### What the task requires:
Repeat each entry word for word; the images are not part of the copy.

### Data records:
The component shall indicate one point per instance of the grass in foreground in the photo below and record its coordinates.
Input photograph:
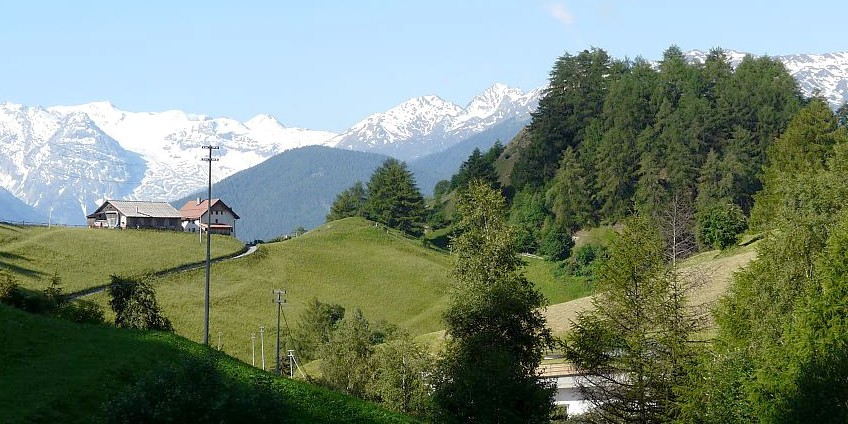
(56, 371)
(85, 258)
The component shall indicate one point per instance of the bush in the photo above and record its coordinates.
(195, 391)
(584, 261)
(82, 311)
(556, 244)
(720, 225)
(135, 306)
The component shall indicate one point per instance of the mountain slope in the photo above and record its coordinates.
(81, 366)
(65, 160)
(290, 190)
(427, 125)
(13, 209)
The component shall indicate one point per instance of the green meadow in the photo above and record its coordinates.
(55, 371)
(351, 262)
(85, 258)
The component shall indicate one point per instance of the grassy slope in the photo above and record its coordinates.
(350, 262)
(56, 371)
(86, 258)
(714, 269)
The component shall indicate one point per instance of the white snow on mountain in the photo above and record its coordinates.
(429, 124)
(64, 160)
(817, 74)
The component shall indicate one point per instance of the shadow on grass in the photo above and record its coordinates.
(5, 257)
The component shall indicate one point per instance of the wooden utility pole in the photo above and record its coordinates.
(210, 159)
(279, 301)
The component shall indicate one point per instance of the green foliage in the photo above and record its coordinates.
(135, 306)
(556, 243)
(633, 348)
(586, 260)
(496, 333)
(720, 225)
(442, 188)
(779, 354)
(528, 215)
(394, 200)
(578, 85)
(195, 391)
(615, 137)
(82, 366)
(345, 359)
(802, 150)
(350, 202)
(86, 258)
(290, 189)
(569, 198)
(315, 326)
(399, 383)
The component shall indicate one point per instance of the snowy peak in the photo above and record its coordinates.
(429, 124)
(825, 74)
(822, 74)
(64, 160)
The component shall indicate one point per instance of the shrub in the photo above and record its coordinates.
(195, 391)
(556, 244)
(135, 306)
(720, 225)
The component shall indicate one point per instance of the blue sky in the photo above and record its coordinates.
(328, 64)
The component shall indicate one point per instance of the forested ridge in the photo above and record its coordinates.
(615, 137)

### Completed task:
The component shall indicate one point per instance of the grass in foreground in the photo below and record its coordinates.
Input photograph:
(56, 371)
(85, 258)
The component shall indicate one point per instance of the bush in the photo above and record its coordinates.
(195, 391)
(584, 261)
(82, 311)
(556, 244)
(720, 225)
(135, 306)
The component shall indicate one point per instance of the mountain slope in the photo above and record its coordinates.
(81, 366)
(65, 160)
(290, 190)
(427, 125)
(13, 209)
The component shall indicate one point per instance of the green meadow in the photo above and record its coordinates.
(55, 371)
(351, 262)
(85, 258)
The component shall indicate one point per instance of the grassy slope in the photo above and record its coordinates.
(350, 262)
(56, 371)
(86, 258)
(714, 269)
The component shall indicate one point per instance of the white snow on mountain in the photo above and record its coordinates.
(429, 124)
(64, 160)
(817, 74)
The component shall indicate one point per instance of the shadow on grass in the photo above and record its coordinates.
(5, 257)
The component shall indicate one point per instance of the wooden utility pole in the photo above and record its coordinates.
(210, 159)
(279, 301)
The component shall indicate one point per instance of the green foliage in the photo above and record its coordinates.
(135, 306)
(556, 243)
(633, 348)
(586, 260)
(496, 333)
(720, 225)
(442, 188)
(779, 354)
(528, 215)
(394, 200)
(578, 85)
(195, 391)
(615, 137)
(82, 366)
(345, 359)
(802, 150)
(350, 202)
(86, 258)
(290, 189)
(569, 198)
(315, 326)
(399, 383)
The component shall indicate one point per instance of the snowy peak in the photo above and record its coordinates.
(429, 124)
(825, 74)
(822, 74)
(64, 160)
The component shall indicate one point per instance of the shrub in the photo above and record its coordinates.
(195, 391)
(556, 244)
(135, 306)
(720, 225)
The component shall indicate one point per instance of the blue sky in the photo above and record its coordinates.
(328, 64)
The component shall indicate one point per instance of the forested ridge in the photo above and record its coordinates.
(615, 137)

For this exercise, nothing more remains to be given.